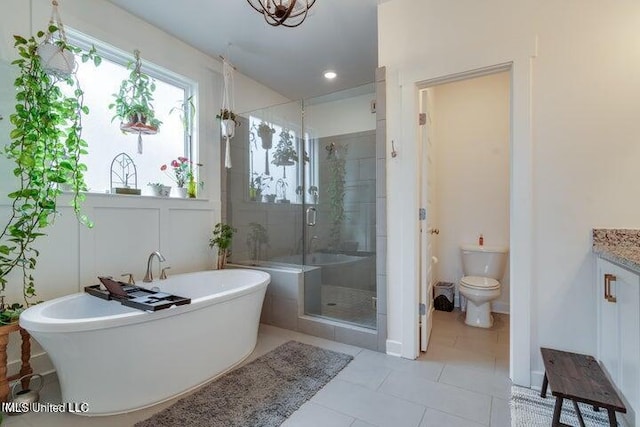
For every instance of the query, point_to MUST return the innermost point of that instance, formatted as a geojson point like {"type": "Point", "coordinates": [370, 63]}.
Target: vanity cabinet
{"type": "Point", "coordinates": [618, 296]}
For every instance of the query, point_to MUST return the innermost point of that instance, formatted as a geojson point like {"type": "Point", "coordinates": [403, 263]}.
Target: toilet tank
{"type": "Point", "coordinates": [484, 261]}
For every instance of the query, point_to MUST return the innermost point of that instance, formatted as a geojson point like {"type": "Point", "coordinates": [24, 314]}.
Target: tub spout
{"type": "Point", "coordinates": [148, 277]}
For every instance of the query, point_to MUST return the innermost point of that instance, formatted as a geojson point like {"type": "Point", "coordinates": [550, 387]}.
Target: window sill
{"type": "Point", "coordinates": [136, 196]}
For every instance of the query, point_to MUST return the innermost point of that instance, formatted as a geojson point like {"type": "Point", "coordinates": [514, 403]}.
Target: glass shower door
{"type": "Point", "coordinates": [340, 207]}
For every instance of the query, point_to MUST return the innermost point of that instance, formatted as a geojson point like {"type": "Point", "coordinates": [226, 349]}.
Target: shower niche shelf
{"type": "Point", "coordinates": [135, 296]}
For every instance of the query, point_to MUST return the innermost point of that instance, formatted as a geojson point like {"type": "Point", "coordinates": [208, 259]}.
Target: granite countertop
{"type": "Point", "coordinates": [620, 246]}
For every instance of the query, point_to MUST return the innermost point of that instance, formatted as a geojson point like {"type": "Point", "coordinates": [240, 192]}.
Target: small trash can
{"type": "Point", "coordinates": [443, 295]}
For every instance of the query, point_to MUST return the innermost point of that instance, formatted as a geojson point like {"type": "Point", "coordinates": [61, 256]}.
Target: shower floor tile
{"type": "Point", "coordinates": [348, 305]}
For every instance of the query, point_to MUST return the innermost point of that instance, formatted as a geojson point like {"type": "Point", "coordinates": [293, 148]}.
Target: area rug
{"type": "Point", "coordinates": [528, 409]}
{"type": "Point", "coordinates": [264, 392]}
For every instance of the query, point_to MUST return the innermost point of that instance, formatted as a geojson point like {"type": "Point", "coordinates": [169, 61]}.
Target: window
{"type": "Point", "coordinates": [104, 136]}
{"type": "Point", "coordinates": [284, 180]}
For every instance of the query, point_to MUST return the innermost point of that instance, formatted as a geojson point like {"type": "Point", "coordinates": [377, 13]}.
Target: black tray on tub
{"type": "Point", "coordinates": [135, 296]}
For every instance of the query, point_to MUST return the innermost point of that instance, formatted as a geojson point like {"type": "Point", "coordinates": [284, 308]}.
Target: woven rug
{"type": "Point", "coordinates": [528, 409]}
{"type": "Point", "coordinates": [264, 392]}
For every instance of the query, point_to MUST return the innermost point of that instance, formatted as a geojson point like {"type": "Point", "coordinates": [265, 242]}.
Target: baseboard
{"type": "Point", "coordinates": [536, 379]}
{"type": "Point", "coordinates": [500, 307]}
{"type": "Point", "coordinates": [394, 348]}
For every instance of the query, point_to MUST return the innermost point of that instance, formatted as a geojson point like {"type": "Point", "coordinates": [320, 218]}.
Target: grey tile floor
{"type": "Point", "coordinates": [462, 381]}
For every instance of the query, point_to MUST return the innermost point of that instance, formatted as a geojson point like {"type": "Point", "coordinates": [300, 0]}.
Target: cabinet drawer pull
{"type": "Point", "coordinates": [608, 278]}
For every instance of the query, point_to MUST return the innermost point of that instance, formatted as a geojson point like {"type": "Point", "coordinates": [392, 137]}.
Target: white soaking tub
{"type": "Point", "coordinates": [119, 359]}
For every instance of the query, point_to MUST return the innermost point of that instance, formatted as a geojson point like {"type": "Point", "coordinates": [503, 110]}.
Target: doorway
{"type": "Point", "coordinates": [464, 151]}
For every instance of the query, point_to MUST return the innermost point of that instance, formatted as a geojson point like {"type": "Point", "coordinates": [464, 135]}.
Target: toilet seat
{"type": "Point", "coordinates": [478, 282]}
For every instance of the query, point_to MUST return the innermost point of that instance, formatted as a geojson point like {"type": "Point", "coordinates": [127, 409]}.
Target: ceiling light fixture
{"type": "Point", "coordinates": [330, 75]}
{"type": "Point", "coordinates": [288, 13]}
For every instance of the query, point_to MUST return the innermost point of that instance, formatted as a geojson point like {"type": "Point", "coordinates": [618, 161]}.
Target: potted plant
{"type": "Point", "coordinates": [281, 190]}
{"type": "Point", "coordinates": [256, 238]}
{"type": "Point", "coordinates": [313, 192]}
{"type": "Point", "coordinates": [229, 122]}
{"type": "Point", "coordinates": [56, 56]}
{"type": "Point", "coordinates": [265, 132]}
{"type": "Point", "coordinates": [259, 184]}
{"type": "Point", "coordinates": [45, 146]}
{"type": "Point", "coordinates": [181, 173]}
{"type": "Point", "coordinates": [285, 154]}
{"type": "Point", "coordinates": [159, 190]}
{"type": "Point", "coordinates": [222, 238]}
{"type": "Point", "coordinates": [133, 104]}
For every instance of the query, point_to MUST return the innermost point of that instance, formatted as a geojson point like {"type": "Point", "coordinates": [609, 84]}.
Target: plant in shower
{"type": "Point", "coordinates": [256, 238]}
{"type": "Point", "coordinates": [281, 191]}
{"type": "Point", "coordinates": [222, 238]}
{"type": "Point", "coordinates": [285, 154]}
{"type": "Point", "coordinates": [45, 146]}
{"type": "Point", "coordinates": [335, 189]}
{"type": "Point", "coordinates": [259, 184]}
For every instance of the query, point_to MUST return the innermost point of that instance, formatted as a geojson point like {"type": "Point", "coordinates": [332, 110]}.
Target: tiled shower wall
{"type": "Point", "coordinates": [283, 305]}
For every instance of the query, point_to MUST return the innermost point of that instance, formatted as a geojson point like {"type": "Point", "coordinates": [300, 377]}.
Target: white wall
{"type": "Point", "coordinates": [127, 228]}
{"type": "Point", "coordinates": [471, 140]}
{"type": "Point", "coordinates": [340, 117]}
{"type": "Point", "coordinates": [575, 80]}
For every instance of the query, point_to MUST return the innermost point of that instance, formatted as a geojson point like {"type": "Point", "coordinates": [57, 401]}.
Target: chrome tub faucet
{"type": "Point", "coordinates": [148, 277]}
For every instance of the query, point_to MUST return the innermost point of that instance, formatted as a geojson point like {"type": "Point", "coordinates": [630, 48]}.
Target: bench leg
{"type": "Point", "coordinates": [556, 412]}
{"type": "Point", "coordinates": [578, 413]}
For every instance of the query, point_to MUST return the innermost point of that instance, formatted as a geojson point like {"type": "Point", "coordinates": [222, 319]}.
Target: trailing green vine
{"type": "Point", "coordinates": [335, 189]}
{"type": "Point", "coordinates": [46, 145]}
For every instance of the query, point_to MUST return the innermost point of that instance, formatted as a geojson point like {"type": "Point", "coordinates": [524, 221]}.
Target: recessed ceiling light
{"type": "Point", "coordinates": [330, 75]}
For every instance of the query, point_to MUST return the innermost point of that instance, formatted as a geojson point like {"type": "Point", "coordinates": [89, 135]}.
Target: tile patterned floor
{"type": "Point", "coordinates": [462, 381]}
= = =
-- Stated goal --
Which lines of the material above contain the word "floor"? Report each of them in full.

-- Reply --
Target: shower floor tile
Target: grey tile floor
Target: tile patterned floor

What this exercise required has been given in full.